**WORK INSTRUCTIONS:** Look for the line containing "Locate every instance of the fingers" in the entries below, then print that line and all that follow it exactly.

**TASK INPUT:**
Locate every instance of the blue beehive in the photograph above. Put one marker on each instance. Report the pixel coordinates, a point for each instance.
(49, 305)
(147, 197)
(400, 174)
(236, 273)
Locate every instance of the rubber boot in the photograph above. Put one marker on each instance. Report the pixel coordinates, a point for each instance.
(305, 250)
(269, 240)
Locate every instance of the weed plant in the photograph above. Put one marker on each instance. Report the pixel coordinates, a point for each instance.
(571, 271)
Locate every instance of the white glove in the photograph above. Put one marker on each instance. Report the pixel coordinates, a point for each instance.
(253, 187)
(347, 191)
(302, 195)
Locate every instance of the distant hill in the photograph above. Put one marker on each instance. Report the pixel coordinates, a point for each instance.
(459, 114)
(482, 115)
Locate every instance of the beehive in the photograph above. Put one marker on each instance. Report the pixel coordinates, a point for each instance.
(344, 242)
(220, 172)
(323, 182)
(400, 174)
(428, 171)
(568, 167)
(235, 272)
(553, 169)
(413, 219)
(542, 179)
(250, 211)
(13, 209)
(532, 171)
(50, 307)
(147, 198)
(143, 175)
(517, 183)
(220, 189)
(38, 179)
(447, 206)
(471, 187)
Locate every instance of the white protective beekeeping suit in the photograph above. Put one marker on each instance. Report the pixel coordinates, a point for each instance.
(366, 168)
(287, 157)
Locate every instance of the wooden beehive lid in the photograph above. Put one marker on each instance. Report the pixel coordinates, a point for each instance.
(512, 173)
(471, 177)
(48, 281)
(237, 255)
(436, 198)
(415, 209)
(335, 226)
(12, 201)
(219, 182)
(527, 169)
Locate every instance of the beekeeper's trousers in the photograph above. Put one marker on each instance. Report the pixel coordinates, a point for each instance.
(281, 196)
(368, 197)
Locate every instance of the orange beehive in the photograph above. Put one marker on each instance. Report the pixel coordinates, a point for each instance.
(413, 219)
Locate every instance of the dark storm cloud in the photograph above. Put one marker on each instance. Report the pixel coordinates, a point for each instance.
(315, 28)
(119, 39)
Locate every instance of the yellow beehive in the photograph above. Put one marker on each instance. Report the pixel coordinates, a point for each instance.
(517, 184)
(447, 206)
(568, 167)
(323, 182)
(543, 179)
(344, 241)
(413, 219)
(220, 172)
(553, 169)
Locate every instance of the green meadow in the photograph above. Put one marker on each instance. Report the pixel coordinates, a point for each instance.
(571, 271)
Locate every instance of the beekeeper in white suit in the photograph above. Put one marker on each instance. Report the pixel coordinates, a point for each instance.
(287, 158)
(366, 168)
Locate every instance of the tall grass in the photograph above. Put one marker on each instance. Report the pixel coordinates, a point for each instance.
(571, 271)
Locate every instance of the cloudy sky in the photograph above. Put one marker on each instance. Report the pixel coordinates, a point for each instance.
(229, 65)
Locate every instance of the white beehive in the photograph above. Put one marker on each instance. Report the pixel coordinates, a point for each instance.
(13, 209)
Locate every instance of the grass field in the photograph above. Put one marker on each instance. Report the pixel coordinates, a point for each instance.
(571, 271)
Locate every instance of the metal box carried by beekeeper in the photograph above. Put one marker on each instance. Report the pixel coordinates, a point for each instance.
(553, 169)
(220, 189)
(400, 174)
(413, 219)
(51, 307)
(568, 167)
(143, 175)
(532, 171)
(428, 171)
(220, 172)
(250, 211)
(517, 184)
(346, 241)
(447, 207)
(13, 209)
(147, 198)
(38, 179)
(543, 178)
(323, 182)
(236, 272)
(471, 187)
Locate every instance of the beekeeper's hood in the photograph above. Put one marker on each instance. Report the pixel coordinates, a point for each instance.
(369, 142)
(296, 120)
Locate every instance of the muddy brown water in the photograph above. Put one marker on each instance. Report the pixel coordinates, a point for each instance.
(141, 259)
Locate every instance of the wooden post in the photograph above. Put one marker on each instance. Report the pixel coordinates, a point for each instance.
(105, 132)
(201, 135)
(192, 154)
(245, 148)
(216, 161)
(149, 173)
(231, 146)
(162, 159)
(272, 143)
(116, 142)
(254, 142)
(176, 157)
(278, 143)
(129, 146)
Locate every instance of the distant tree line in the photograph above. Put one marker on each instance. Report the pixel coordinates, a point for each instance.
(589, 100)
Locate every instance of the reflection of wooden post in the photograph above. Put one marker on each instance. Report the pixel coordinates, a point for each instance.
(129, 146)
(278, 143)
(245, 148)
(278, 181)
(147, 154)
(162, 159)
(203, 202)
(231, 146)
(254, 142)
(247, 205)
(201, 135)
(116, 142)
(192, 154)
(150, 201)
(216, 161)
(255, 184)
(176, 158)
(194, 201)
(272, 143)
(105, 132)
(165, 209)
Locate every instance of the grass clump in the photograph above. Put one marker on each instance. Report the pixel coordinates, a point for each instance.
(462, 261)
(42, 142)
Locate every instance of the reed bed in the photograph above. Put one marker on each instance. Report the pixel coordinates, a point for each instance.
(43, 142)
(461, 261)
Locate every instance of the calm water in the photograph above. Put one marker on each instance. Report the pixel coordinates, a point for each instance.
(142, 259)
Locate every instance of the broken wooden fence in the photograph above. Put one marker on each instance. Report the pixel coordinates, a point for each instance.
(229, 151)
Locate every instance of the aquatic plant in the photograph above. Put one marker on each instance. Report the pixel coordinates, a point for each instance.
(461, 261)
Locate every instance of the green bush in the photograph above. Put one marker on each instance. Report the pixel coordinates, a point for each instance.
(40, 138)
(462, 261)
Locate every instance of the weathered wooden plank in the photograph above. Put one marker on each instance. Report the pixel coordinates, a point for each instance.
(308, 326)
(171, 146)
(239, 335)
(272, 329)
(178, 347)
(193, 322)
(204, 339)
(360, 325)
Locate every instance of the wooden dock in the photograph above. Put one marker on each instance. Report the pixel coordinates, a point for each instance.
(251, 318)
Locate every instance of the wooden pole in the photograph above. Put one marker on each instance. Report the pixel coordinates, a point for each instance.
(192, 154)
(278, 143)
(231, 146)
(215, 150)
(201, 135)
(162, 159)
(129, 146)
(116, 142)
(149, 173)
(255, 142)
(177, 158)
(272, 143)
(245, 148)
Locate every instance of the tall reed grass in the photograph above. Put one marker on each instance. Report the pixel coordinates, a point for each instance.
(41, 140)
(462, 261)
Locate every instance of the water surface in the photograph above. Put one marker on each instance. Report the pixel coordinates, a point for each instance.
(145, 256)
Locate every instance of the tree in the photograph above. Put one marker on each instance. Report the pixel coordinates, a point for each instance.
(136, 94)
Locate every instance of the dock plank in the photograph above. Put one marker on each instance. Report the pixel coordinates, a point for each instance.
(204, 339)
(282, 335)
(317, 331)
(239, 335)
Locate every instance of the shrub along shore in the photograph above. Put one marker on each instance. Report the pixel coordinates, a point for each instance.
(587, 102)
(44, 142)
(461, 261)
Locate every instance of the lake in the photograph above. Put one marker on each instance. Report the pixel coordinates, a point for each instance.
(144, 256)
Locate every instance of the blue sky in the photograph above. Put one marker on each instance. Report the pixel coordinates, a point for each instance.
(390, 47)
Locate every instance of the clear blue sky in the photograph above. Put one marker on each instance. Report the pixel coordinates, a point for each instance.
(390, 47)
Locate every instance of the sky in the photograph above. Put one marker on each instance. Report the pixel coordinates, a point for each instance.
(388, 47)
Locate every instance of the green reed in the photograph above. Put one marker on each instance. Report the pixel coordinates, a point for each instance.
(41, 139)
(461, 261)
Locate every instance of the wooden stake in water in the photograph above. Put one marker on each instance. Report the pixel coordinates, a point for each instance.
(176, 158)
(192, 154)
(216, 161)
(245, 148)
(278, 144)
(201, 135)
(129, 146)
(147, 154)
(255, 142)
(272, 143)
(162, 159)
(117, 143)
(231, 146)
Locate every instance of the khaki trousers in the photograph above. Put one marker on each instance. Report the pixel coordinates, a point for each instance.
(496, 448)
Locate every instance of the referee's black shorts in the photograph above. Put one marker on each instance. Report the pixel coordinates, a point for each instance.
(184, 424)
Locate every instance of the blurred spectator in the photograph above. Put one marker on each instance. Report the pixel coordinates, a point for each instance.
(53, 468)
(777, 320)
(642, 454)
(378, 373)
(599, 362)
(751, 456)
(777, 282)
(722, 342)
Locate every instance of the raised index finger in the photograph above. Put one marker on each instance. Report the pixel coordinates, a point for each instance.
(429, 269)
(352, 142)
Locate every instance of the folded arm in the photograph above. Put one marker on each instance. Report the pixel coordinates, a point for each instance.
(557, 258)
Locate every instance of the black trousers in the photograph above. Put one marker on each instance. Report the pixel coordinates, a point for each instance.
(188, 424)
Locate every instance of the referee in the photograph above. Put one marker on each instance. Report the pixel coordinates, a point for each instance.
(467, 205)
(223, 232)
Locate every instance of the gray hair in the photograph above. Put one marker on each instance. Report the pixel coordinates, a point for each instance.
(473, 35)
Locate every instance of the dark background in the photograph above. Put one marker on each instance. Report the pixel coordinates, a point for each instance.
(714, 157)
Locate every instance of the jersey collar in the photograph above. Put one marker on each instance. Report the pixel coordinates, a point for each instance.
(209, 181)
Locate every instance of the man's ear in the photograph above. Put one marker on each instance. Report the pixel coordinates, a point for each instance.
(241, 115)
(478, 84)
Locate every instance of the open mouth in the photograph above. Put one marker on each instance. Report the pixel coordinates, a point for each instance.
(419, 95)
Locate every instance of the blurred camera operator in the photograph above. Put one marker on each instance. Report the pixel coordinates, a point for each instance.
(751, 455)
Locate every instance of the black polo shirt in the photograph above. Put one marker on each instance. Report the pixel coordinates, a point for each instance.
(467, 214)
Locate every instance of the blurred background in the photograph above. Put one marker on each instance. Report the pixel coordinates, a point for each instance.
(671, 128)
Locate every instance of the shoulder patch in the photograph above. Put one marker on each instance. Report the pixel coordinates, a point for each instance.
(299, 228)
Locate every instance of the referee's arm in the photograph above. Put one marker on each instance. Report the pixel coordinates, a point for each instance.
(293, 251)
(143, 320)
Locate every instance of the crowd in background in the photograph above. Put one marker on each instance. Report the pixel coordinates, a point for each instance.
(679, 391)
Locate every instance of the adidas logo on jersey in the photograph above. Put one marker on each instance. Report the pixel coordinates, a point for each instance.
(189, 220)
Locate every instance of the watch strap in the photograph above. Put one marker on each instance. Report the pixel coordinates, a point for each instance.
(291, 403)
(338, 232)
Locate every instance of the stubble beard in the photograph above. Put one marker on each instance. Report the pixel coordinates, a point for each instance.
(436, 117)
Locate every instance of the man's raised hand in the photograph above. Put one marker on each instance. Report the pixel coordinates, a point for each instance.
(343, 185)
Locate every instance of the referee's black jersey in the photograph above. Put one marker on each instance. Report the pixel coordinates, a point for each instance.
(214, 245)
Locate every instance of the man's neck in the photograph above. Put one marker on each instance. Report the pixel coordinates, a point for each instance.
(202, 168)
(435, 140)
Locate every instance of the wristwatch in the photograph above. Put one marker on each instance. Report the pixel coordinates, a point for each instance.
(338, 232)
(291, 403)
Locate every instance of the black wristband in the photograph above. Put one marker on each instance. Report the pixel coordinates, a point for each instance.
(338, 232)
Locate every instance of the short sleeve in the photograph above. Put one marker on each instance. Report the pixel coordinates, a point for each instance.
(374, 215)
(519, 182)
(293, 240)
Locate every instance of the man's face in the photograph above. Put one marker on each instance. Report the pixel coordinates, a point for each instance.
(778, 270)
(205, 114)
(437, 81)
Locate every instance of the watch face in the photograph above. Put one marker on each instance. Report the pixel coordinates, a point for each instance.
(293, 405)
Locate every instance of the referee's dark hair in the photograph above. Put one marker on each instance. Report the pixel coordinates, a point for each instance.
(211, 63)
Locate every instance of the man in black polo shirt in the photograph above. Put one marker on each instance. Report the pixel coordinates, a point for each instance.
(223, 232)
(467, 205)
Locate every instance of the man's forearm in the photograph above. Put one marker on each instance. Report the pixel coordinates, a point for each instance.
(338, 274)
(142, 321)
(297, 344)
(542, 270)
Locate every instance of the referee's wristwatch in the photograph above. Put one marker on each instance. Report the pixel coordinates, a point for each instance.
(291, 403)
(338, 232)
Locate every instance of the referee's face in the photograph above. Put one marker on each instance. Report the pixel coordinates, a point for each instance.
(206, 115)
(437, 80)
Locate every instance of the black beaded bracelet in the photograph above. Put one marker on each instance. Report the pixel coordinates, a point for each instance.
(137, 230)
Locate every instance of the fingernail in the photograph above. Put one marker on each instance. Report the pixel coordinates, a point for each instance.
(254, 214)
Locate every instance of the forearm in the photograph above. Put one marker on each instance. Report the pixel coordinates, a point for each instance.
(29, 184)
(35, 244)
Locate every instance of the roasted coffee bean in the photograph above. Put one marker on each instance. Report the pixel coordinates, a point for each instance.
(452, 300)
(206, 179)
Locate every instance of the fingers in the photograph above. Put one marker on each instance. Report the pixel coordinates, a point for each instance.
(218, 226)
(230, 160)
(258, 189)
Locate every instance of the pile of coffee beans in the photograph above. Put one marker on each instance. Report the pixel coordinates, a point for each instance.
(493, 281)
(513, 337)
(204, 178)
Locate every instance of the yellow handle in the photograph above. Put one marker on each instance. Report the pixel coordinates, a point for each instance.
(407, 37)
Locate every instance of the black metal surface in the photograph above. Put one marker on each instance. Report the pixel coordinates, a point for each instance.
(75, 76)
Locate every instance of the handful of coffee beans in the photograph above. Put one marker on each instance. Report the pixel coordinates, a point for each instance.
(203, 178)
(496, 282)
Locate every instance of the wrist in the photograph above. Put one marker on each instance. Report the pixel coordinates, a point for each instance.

**ANSWER TO THIS TASK:**
Locate every instance of the fingers in the photograph above. Put one marker on each instance. Report the pixel coordinates, a point for each instance.
(218, 226)
(230, 160)
(258, 189)
Locate every instance of the pile of coffee beans in the photograph above. Put one marker on each instance. Report the pixel coordinates, a point for each instance.
(493, 281)
(513, 337)
(204, 178)
Locate every instance of the yellow handle in the photograph above. Put one marker on each instance. Report the pixel coordinates, a point for each instance.
(407, 37)
Locate every instance of the black metal surface in the photograph above. Put one marker on each instance. Report the pixel coordinates, a point for each instance.
(75, 76)
Locate every instance of the handful of coffee beans in the photograph above. Put one marker on each instance. Report the pixel coordinates, a point for each instance.
(203, 178)
(496, 282)
Locate every instance of the wrist in the photograph above. Put one marker on each instance. Report the pixel coordinates, a point for each instance.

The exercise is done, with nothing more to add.